__WORK REQUIRED__. For each line of the data below that holds "door", copy the line.

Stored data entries
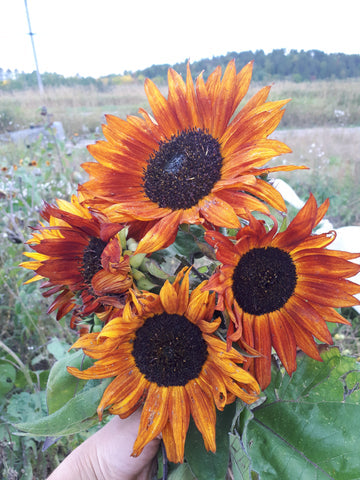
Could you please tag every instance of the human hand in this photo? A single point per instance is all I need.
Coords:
(106, 455)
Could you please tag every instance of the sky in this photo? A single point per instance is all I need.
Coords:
(100, 37)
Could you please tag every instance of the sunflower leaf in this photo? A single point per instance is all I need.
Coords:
(309, 425)
(207, 465)
(62, 386)
(75, 416)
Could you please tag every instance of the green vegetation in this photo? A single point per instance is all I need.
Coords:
(278, 64)
(31, 341)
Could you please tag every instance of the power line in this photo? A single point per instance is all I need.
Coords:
(40, 84)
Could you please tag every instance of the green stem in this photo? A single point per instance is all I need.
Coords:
(20, 364)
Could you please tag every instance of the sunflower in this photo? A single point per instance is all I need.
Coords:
(163, 354)
(80, 254)
(280, 289)
(194, 161)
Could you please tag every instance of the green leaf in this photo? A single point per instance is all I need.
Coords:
(76, 415)
(57, 348)
(62, 386)
(181, 472)
(7, 378)
(309, 426)
(207, 465)
(186, 241)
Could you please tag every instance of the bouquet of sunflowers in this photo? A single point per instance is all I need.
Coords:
(193, 298)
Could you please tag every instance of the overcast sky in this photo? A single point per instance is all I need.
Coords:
(100, 37)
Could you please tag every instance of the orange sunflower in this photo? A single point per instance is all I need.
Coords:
(164, 355)
(280, 289)
(193, 161)
(80, 254)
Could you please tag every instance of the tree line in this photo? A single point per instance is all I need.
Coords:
(294, 65)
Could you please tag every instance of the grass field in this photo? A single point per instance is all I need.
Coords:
(321, 125)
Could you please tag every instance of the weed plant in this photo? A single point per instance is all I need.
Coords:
(30, 340)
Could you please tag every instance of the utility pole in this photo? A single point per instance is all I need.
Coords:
(40, 85)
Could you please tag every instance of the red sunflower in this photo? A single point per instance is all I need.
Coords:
(194, 161)
(80, 254)
(280, 289)
(165, 358)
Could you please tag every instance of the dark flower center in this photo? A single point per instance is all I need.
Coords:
(169, 350)
(264, 280)
(183, 170)
(91, 261)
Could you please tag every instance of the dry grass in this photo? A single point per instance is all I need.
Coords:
(82, 110)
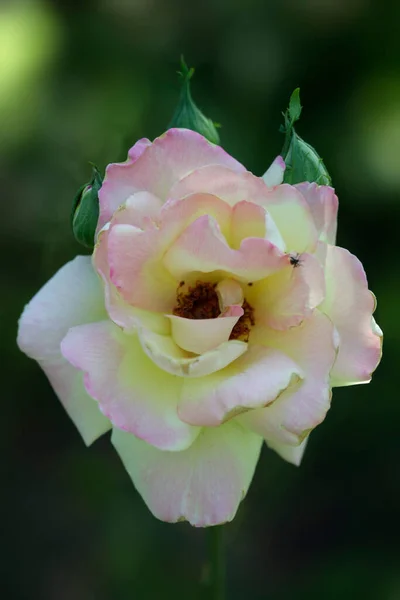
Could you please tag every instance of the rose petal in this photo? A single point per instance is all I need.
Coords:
(204, 484)
(71, 297)
(165, 353)
(201, 335)
(135, 256)
(323, 204)
(274, 174)
(304, 405)
(285, 298)
(202, 247)
(292, 216)
(123, 314)
(255, 379)
(142, 210)
(230, 185)
(137, 271)
(229, 293)
(116, 186)
(160, 164)
(131, 390)
(292, 454)
(349, 304)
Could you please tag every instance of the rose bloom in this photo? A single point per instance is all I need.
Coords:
(216, 313)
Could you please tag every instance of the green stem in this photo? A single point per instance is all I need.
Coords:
(217, 563)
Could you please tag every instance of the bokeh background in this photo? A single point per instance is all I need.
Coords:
(81, 82)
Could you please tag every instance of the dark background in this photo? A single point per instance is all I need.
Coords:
(83, 83)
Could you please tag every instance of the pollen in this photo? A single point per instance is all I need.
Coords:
(199, 302)
(242, 329)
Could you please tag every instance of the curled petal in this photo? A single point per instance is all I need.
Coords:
(117, 184)
(293, 218)
(285, 298)
(323, 204)
(142, 210)
(155, 167)
(165, 353)
(292, 454)
(349, 304)
(73, 296)
(230, 185)
(254, 380)
(203, 484)
(123, 314)
(252, 220)
(137, 271)
(201, 335)
(131, 390)
(229, 292)
(135, 256)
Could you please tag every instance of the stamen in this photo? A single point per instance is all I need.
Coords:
(241, 331)
(199, 302)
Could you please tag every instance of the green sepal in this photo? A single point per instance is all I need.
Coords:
(85, 210)
(187, 115)
(303, 162)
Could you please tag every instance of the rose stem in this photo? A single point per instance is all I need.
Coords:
(217, 562)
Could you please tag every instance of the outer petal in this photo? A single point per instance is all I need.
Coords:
(73, 296)
(274, 174)
(284, 299)
(116, 187)
(204, 484)
(293, 454)
(123, 314)
(323, 204)
(137, 270)
(136, 395)
(229, 184)
(202, 247)
(142, 210)
(350, 305)
(254, 380)
(303, 406)
(169, 158)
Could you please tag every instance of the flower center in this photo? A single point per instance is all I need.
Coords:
(202, 302)
(241, 331)
(199, 302)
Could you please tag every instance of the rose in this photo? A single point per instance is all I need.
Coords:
(222, 317)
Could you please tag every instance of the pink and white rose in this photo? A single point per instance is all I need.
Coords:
(216, 313)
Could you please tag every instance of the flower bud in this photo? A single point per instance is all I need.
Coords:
(85, 210)
(303, 162)
(187, 115)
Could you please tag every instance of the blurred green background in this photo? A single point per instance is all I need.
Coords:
(82, 83)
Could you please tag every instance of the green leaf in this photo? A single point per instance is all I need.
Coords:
(187, 114)
(295, 107)
(85, 210)
(303, 162)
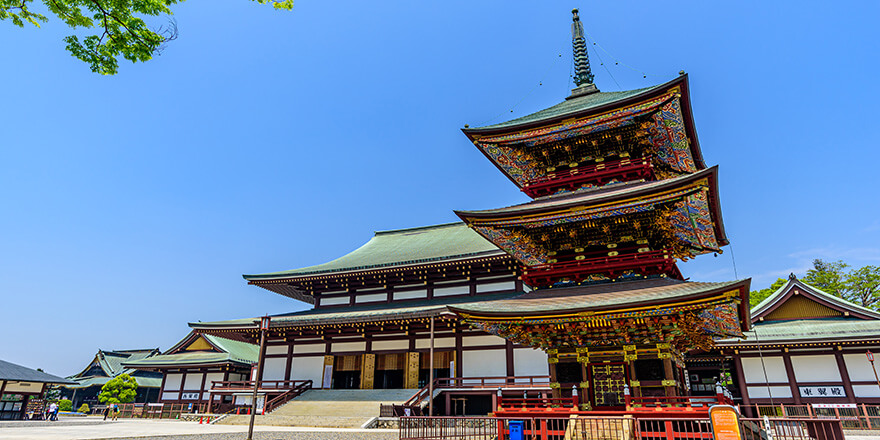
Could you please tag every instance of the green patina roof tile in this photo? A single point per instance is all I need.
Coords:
(399, 248)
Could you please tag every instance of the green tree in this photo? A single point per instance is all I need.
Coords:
(756, 296)
(120, 389)
(862, 286)
(826, 276)
(118, 27)
(65, 405)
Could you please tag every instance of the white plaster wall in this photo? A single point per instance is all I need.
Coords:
(276, 349)
(348, 346)
(476, 363)
(477, 341)
(309, 348)
(866, 390)
(23, 387)
(392, 345)
(172, 381)
(193, 381)
(305, 368)
(335, 301)
(495, 287)
(212, 377)
(438, 343)
(530, 362)
(815, 368)
(375, 297)
(754, 371)
(457, 290)
(858, 367)
(412, 294)
(273, 368)
(762, 392)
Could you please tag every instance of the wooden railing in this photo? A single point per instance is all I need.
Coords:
(237, 385)
(288, 395)
(486, 382)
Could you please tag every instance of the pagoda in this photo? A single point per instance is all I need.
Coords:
(621, 194)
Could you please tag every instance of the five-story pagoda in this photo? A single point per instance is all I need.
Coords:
(621, 194)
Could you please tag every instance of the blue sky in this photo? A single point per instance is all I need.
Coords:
(263, 140)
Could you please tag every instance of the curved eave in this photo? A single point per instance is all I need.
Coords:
(687, 114)
(741, 286)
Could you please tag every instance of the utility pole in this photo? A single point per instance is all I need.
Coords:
(264, 327)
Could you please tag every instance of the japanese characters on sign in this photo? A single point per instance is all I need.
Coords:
(823, 391)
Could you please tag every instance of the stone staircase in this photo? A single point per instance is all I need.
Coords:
(327, 408)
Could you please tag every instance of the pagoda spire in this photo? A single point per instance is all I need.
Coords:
(582, 73)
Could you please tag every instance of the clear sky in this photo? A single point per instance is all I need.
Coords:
(263, 140)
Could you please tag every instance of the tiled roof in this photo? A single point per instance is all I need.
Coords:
(571, 107)
(809, 330)
(15, 372)
(365, 313)
(230, 352)
(598, 296)
(401, 248)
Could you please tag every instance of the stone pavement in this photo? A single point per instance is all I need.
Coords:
(171, 429)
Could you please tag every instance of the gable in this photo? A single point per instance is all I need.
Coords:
(801, 307)
(199, 344)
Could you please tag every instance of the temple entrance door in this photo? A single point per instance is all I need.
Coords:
(347, 372)
(607, 380)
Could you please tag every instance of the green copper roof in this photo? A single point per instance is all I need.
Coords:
(229, 352)
(401, 248)
(365, 313)
(810, 290)
(809, 330)
(598, 296)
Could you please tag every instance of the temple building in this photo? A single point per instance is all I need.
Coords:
(575, 293)
(805, 347)
(198, 363)
(105, 366)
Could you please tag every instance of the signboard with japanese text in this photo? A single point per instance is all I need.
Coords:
(725, 422)
(823, 391)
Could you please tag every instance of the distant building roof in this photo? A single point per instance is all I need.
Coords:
(18, 373)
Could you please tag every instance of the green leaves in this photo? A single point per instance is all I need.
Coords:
(120, 389)
(120, 29)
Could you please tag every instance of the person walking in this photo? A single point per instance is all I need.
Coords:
(53, 412)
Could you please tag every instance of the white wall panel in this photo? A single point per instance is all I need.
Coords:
(273, 368)
(438, 343)
(866, 390)
(412, 294)
(762, 392)
(477, 341)
(309, 348)
(457, 290)
(754, 370)
(392, 345)
(212, 377)
(193, 381)
(306, 368)
(477, 363)
(172, 381)
(495, 287)
(375, 297)
(858, 367)
(276, 349)
(815, 368)
(530, 362)
(337, 347)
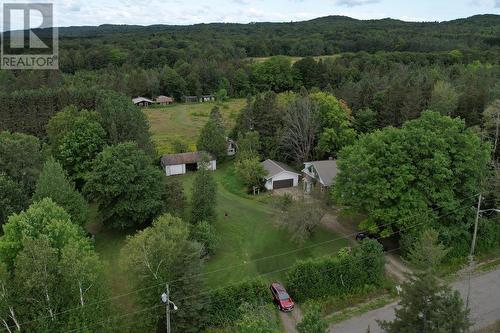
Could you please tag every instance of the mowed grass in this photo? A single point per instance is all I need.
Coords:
(183, 121)
(251, 242)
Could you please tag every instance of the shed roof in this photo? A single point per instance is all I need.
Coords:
(184, 158)
(326, 170)
(273, 168)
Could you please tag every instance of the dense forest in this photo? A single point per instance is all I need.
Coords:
(409, 110)
(388, 70)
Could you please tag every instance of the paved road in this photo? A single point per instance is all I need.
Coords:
(289, 320)
(484, 302)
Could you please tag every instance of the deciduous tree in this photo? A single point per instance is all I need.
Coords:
(157, 255)
(20, 159)
(127, 188)
(444, 99)
(212, 137)
(385, 176)
(204, 195)
(53, 183)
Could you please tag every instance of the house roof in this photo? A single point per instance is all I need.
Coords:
(141, 99)
(163, 98)
(273, 168)
(184, 158)
(326, 170)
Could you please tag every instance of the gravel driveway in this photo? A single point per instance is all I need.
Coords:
(484, 302)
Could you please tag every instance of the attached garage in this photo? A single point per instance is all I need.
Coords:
(279, 175)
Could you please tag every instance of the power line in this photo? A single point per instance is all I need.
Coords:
(242, 264)
(281, 270)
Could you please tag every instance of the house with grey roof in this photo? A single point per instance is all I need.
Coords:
(320, 173)
(142, 101)
(179, 164)
(279, 175)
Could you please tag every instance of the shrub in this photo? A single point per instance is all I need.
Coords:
(312, 322)
(224, 307)
(205, 234)
(488, 235)
(339, 275)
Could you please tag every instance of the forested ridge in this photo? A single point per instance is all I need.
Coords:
(410, 111)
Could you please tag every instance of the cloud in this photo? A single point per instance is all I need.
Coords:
(354, 3)
(484, 3)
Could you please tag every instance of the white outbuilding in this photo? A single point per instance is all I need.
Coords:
(179, 164)
(279, 175)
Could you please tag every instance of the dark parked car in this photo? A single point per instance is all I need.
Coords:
(281, 297)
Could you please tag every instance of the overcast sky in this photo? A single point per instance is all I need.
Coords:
(146, 12)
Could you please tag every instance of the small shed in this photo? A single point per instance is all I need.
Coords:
(279, 175)
(179, 164)
(142, 101)
(190, 99)
(164, 100)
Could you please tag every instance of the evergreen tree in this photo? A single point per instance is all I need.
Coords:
(155, 256)
(79, 147)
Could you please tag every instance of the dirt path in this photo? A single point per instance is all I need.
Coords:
(289, 320)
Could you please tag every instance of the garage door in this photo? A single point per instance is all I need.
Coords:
(283, 183)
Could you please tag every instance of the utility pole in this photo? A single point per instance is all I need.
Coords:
(496, 134)
(165, 298)
(472, 248)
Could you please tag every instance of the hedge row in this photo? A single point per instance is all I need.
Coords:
(348, 272)
(224, 307)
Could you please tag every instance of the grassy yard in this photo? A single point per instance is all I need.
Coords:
(183, 121)
(250, 233)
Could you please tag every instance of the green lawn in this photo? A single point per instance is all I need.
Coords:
(183, 121)
(250, 233)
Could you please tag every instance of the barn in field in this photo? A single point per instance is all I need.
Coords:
(279, 175)
(179, 164)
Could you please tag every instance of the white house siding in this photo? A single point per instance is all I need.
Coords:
(213, 165)
(282, 176)
(180, 169)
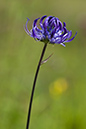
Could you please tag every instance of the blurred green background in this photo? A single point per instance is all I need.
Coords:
(60, 95)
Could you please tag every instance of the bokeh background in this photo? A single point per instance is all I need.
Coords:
(60, 95)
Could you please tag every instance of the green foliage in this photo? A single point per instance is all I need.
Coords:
(19, 55)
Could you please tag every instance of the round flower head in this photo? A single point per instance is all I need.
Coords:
(51, 30)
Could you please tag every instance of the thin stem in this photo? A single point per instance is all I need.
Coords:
(34, 83)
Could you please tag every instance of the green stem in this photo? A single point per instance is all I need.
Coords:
(34, 84)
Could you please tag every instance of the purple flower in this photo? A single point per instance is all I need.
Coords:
(50, 29)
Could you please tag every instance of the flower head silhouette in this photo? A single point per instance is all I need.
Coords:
(51, 30)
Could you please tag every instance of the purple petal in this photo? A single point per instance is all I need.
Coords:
(26, 29)
(62, 44)
(35, 21)
(71, 38)
(41, 20)
(64, 24)
(60, 25)
(69, 34)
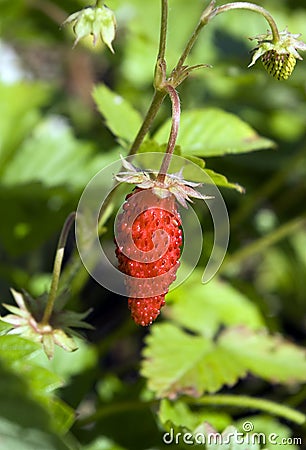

__EXERCISE SOLUTION__.
Could you please tag every instance of the temple entrance door in this photo? A single point per instance is all I need.
Could you please tag every instance of the garage door in this photo? A single point per instance is all I need.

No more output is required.